**Required actions:**
[A] In the alloy wheel thread, which dealership does Chameleon do a fair bit of work for?
[B] From the alloy wheel thread, reproduce the passage starting with "## mark-gts (Jul" and going on through "the king at!!".

**Source:**
-- start --
# Good Alloy wheel refurbisher (Glasgow)



## Stepho (Jan 25, 2007)

I am looking for an excellent wheel refurbisher in the Lanarkshire/Glasgow area. Not interested in the guys who do it from the back of a van,(no offence to these guys) but really looking for a proper 'like new' finish.:thumb:


----------



## S-X-I (Sep 6, 2006)

I've used a place called Powdertec in the past.

http://wheelsrefurbished.com/

Results can be seen in this thread.

http://www.detailingworld.co.uk/forum/showthread.php?t=37629

Will have to get an alloy powercoated in the next few weeks and I'm considering this place due to the wider variety of finishes availible.

http://www.thewheelspecialist.co.uk/


----------



## Sandro (Mar 16, 2008)

Chameleon in paisley have been getting good reviews from those that have used them


----------



## badly_dubbed (Dec 11, 2008)

is chameleon mikes place aka the polisher, if so hes a legend in that department :thumb:


----------



## David (Apr 6, 2006)

chameleon are in Renfrew

he also runs a hand carwash now :lol: expanding

ive used chameleon twice


----------



## donnyboy (Oct 27, 2005)

badly_dubbed said:


> is chameleon mikes place aka the polisher, if so hes a legend in that department :thumb:


Are Mike and Craig still doing it? I think they had a place in Govan.

Chameleon is a different guy. I've heard they are good.


----------



## fraz1975 (Jul 29, 2007)

+1 again for Chameleon, good guy, happy to show you exactly what he is doing. Does a fair bit of work for Audi at Braehead and a few of the car clubs (including one of the Scooby clubs IIRC)


----------



## mark-gts (Jul 27, 2006)

badly_dubbed said:


> is chameleon mikes place aka the polisher, if so hes a legend in that department :thumb:


as far as im aware chamelon do mikes colour coding and mike solely does the polishing which he is the king at!!


----------



## jerry318 (Feb 16, 2006)

another thumbs up for Chameleon here


----------



## illeagalhunter (Jun 17, 2007)

Powdertec are awesome


----------



## andyboygsi (Aug 30, 2007)

willy at chameleon is spot on


----------



## Grizzle (Jul 12, 2006)
-- end --
**Data supplied:**
-- start --
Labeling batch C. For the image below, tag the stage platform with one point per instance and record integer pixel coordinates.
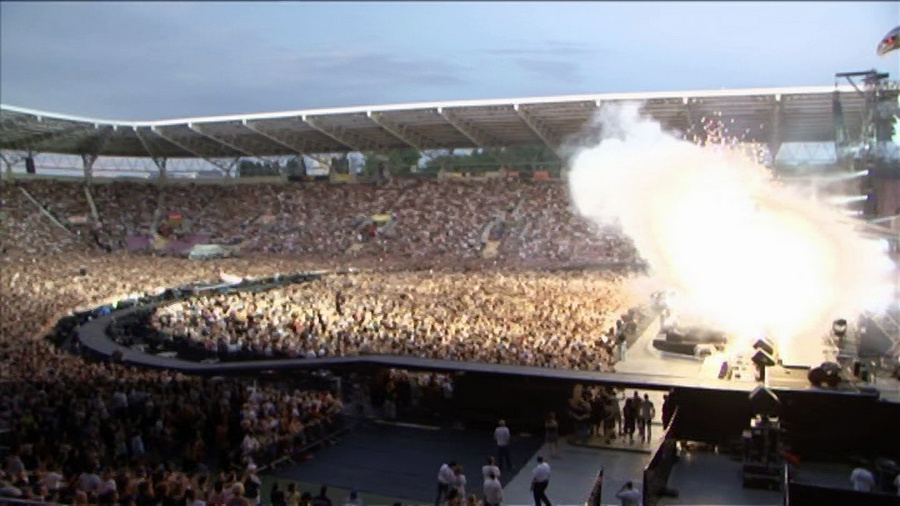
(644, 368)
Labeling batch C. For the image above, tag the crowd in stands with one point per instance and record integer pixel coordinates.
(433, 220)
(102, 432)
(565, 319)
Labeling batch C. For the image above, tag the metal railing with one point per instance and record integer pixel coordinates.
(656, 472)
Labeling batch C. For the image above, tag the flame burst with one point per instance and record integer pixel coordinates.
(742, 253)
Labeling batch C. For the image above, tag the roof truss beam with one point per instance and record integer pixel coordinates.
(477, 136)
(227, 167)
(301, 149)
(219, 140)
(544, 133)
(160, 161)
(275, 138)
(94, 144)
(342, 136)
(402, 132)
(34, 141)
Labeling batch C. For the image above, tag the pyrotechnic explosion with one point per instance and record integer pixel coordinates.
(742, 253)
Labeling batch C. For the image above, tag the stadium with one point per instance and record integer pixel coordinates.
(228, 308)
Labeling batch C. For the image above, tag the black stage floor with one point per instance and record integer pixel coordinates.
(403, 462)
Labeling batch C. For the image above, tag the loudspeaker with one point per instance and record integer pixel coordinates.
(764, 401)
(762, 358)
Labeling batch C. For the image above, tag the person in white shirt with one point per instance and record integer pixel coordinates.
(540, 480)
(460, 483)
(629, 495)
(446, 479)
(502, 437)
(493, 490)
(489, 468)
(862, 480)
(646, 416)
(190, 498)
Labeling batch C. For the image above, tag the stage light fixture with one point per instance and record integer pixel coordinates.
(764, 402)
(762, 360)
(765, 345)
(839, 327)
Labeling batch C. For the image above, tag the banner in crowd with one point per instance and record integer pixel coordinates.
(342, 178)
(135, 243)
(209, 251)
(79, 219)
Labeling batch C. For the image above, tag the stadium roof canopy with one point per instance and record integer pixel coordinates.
-- end --
**Per-task answers:**
[A] Audi at Braehead.

[B]
## mark-gts (Jul 27, 2006)

badly_dubbed said:


> is chameleon mikes place aka the polisher, if so hes a legend in that department :thumb:


as far as im aware chamelon do mikes colour coding and mike solely does the polishing which he is the king at!!